### Exercise requirements
Copy exactly, and only, the lines from the one with "Find the illuminated" to the end of the listing; omit pictures.
** Begin Records to use **
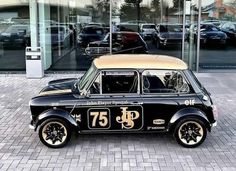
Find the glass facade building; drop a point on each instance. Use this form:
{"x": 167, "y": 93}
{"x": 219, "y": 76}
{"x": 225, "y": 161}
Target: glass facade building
{"x": 72, "y": 33}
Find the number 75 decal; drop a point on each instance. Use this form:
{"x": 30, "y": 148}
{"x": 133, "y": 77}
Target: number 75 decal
{"x": 99, "y": 118}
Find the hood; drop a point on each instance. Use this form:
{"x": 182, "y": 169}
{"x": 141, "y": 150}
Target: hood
{"x": 55, "y": 87}
{"x": 214, "y": 33}
{"x": 172, "y": 35}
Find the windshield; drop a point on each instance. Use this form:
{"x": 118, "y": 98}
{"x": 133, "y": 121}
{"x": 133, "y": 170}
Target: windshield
{"x": 149, "y": 26}
{"x": 56, "y": 30}
{"x": 16, "y": 29}
{"x": 87, "y": 77}
{"x": 93, "y": 30}
{"x": 171, "y": 28}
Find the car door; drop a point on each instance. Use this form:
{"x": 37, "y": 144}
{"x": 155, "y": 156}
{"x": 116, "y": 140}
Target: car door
{"x": 164, "y": 92}
{"x": 112, "y": 103}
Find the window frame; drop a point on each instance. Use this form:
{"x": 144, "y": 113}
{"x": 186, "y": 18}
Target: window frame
{"x": 190, "y": 91}
{"x": 99, "y": 74}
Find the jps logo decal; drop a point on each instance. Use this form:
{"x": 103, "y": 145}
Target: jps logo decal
{"x": 127, "y": 118}
{"x": 158, "y": 121}
{"x": 189, "y": 102}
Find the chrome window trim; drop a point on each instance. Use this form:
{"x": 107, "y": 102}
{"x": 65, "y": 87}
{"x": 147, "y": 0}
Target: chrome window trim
{"x": 168, "y": 94}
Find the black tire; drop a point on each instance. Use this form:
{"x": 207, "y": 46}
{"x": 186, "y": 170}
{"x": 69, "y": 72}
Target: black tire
{"x": 190, "y": 132}
{"x": 158, "y": 45}
{"x": 54, "y": 133}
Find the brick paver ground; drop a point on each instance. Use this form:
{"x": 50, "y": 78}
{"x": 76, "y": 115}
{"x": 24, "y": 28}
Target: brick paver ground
{"x": 20, "y": 148}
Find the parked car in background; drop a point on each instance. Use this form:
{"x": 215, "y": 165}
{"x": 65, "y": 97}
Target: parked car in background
{"x": 15, "y": 36}
{"x": 132, "y": 27}
{"x": 125, "y": 94}
{"x": 214, "y": 22}
{"x": 90, "y": 34}
{"x": 122, "y": 42}
{"x": 168, "y": 35}
{"x": 60, "y": 36}
{"x": 211, "y": 35}
{"x": 147, "y": 30}
{"x": 229, "y": 28}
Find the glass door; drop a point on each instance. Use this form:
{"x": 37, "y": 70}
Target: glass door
{"x": 190, "y": 39}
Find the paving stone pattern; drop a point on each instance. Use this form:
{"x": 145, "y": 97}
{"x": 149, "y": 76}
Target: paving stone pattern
{"x": 21, "y": 149}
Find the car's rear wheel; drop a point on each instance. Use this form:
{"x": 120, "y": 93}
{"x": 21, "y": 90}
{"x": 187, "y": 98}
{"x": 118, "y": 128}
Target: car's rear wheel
{"x": 190, "y": 132}
{"x": 54, "y": 133}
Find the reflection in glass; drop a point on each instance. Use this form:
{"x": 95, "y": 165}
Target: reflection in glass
{"x": 14, "y": 34}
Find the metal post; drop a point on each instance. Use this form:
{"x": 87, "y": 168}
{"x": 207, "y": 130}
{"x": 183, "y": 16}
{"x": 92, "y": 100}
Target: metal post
{"x": 161, "y": 4}
{"x": 111, "y": 1}
{"x": 183, "y": 35}
{"x": 33, "y": 23}
{"x": 198, "y": 33}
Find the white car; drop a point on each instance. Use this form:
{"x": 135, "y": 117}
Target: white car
{"x": 146, "y": 30}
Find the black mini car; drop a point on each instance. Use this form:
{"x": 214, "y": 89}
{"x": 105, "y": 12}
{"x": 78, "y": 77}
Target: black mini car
{"x": 125, "y": 94}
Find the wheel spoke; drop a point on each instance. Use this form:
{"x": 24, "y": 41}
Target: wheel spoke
{"x": 54, "y": 133}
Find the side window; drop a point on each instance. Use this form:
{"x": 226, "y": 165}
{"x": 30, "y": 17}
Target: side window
{"x": 95, "y": 87}
{"x": 163, "y": 81}
{"x": 119, "y": 82}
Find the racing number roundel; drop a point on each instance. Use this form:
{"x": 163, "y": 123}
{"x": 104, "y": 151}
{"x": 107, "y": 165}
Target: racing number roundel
{"x": 99, "y": 118}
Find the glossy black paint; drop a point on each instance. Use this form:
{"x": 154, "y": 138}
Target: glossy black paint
{"x": 150, "y": 113}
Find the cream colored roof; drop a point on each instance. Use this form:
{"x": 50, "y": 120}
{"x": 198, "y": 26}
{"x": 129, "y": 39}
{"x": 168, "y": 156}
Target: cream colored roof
{"x": 139, "y": 61}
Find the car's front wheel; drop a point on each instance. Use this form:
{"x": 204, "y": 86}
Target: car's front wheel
{"x": 54, "y": 133}
{"x": 190, "y": 132}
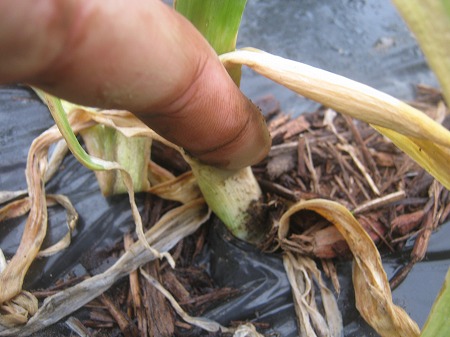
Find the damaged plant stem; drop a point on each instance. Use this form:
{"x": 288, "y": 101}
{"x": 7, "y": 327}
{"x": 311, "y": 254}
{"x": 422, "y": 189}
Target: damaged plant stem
{"x": 234, "y": 196}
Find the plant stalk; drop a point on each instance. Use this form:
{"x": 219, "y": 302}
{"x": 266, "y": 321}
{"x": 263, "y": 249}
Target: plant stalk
{"x": 234, "y": 196}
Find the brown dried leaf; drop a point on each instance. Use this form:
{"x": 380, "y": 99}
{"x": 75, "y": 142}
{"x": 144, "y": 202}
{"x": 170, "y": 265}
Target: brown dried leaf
{"x": 372, "y": 293}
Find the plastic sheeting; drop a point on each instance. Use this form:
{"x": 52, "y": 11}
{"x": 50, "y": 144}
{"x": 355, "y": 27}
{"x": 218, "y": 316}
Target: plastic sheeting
{"x": 364, "y": 40}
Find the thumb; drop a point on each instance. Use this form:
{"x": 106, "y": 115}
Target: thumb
{"x": 141, "y": 56}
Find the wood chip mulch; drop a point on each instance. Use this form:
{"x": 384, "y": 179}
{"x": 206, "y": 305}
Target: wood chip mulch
{"x": 314, "y": 155}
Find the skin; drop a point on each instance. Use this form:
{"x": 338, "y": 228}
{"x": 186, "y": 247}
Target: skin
{"x": 137, "y": 55}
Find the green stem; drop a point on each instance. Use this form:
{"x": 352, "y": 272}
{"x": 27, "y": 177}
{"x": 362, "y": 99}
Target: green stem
{"x": 234, "y": 196}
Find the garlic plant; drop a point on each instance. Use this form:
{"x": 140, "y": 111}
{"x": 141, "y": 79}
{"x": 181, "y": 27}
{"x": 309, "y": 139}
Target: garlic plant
{"x": 235, "y": 197}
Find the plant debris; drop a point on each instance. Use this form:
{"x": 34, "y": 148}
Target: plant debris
{"x": 315, "y": 155}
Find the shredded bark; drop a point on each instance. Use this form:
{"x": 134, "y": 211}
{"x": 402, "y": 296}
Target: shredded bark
{"x": 316, "y": 155}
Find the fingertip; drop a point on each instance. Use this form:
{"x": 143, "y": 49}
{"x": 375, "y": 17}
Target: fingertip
{"x": 247, "y": 149}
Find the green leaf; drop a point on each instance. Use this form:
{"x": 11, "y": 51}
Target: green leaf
{"x": 218, "y": 21}
{"x": 437, "y": 324}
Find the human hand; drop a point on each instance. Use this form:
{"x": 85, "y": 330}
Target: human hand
{"x": 136, "y": 55}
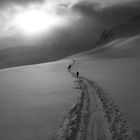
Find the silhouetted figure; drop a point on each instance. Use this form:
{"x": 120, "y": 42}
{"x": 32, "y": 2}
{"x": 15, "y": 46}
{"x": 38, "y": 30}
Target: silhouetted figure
{"x": 77, "y": 74}
{"x": 69, "y": 67}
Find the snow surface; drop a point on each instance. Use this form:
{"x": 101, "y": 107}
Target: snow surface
{"x": 116, "y": 68}
{"x": 34, "y": 100}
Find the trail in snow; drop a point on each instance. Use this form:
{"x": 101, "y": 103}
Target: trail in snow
{"x": 94, "y": 117}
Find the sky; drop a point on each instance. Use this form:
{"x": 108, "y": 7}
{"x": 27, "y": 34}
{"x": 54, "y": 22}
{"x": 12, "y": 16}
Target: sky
{"x": 74, "y": 20}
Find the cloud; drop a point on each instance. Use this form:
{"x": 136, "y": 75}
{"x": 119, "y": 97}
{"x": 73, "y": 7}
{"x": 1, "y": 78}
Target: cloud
{"x": 7, "y": 2}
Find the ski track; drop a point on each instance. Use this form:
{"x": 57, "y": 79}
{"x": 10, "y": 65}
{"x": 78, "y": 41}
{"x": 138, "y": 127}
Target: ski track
{"x": 93, "y": 123}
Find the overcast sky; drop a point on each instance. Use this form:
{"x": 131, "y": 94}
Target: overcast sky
{"x": 94, "y": 15}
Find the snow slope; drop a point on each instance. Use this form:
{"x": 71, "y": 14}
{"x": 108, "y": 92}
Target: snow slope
{"x": 116, "y": 68}
{"x": 34, "y": 100}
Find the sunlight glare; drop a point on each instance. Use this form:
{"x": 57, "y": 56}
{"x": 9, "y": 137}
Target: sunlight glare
{"x": 36, "y": 21}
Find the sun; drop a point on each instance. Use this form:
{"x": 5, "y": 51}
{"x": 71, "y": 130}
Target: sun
{"x": 36, "y": 21}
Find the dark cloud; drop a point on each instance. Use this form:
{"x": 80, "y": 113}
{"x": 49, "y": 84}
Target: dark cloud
{"x": 112, "y": 14}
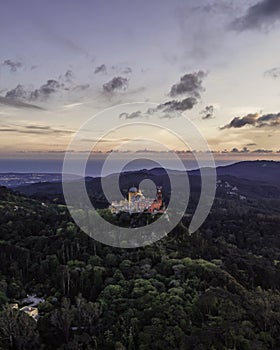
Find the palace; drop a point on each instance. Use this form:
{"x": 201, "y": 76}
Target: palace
{"x": 136, "y": 202}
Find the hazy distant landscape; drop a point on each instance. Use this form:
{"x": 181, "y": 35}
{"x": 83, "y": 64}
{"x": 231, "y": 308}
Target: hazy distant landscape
{"x": 140, "y": 175}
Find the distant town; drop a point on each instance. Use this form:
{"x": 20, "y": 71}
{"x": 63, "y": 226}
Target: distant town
{"x": 136, "y": 202}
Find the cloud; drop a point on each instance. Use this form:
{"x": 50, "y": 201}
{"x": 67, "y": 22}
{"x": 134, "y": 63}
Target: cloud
{"x": 208, "y": 112}
{"x": 46, "y": 90}
{"x": 267, "y": 120}
{"x": 190, "y": 84}
{"x": 273, "y": 73}
{"x": 170, "y": 109}
{"x": 178, "y": 106}
{"x": 127, "y": 70}
{"x": 100, "y": 69}
{"x": 36, "y": 130}
{"x": 263, "y": 14}
{"x": 19, "y": 92}
{"x": 239, "y": 122}
{"x": 12, "y": 65}
{"x": 117, "y": 83}
{"x": 133, "y": 115}
{"x": 69, "y": 75}
{"x": 11, "y": 102}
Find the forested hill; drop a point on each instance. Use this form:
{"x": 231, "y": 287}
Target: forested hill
{"x": 215, "y": 289}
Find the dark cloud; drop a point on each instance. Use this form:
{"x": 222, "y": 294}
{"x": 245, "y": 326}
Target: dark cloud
{"x": 208, "y": 112}
{"x": 273, "y": 73}
{"x": 12, "y": 65}
{"x": 69, "y": 75}
{"x": 178, "y": 106}
{"x": 11, "y": 102}
{"x": 36, "y": 130}
{"x": 65, "y": 82}
{"x": 46, "y": 90}
{"x": 263, "y": 14}
{"x": 190, "y": 84}
{"x": 170, "y": 109}
{"x": 133, "y": 115}
{"x": 262, "y": 151}
{"x": 267, "y": 120}
{"x": 100, "y": 69}
{"x": 19, "y": 92}
{"x": 80, "y": 87}
{"x": 127, "y": 70}
{"x": 239, "y": 122}
{"x": 117, "y": 83}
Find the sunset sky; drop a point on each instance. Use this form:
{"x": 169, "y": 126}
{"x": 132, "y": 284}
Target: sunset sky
{"x": 216, "y": 62}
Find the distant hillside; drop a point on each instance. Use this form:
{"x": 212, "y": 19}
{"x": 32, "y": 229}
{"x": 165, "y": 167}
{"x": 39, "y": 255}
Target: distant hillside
{"x": 241, "y": 180}
{"x": 263, "y": 170}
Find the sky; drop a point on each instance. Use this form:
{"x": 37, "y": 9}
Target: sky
{"x": 215, "y": 63}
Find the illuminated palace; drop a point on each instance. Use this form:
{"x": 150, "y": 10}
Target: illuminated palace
{"x": 136, "y": 202}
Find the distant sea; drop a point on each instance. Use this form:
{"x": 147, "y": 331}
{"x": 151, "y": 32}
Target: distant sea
{"x": 94, "y": 167}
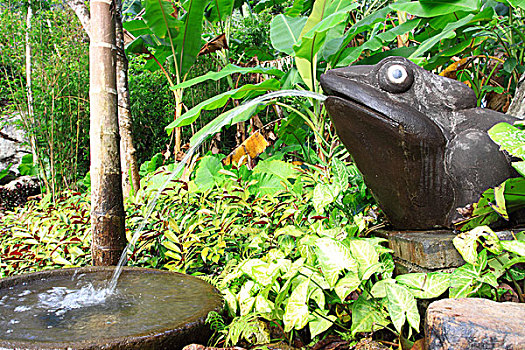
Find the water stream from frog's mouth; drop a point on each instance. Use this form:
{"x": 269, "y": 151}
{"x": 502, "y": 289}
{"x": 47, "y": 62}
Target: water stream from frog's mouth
{"x": 60, "y": 300}
{"x": 58, "y": 308}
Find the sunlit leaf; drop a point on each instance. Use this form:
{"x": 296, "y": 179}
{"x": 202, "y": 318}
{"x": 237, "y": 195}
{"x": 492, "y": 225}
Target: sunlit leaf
{"x": 425, "y": 285}
{"x": 401, "y": 306}
{"x": 334, "y": 257}
{"x": 318, "y": 324}
{"x": 296, "y": 311}
{"x": 367, "y": 316}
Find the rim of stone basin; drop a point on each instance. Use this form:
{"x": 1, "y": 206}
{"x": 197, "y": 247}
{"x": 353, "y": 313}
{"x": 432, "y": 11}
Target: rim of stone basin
** End Records to use **
### Written response
Find the illuminated palace; drop a point on each instance. Use this form:
{"x": 150, "y": 10}
Target: illuminated palace
{"x": 136, "y": 202}
Find the distant sea; drop a point on each instance. Use this form:
{"x": 147, "y": 331}
{"x": 151, "y": 32}
Target: distant sea
{"x": 94, "y": 167}
Find the water stream from frog's mouth; drop a point on each instance. Use this form:
{"x": 269, "y": 151}
{"x": 502, "y": 289}
{"x": 47, "y": 62}
Target: water stream from frog's mouth
{"x": 60, "y": 300}
{"x": 58, "y": 308}
Find the sunlit leaf; drop a point on each instance. Use this form:
{"x": 296, "y": 179}
{"x": 202, "y": 318}
{"x": 237, "y": 195}
{"x": 492, "y": 225}
Target: sunlit leaf
{"x": 425, "y": 285}
{"x": 401, "y": 306}
{"x": 334, "y": 257}
{"x": 318, "y": 324}
{"x": 296, "y": 311}
{"x": 367, "y": 316}
Find the rim of stone basin; drop a point on each instance. Use this form:
{"x": 1, "y": 206}
{"x": 197, "y": 247}
{"x": 353, "y": 313}
{"x": 432, "y": 11}
Target: rim of stone basin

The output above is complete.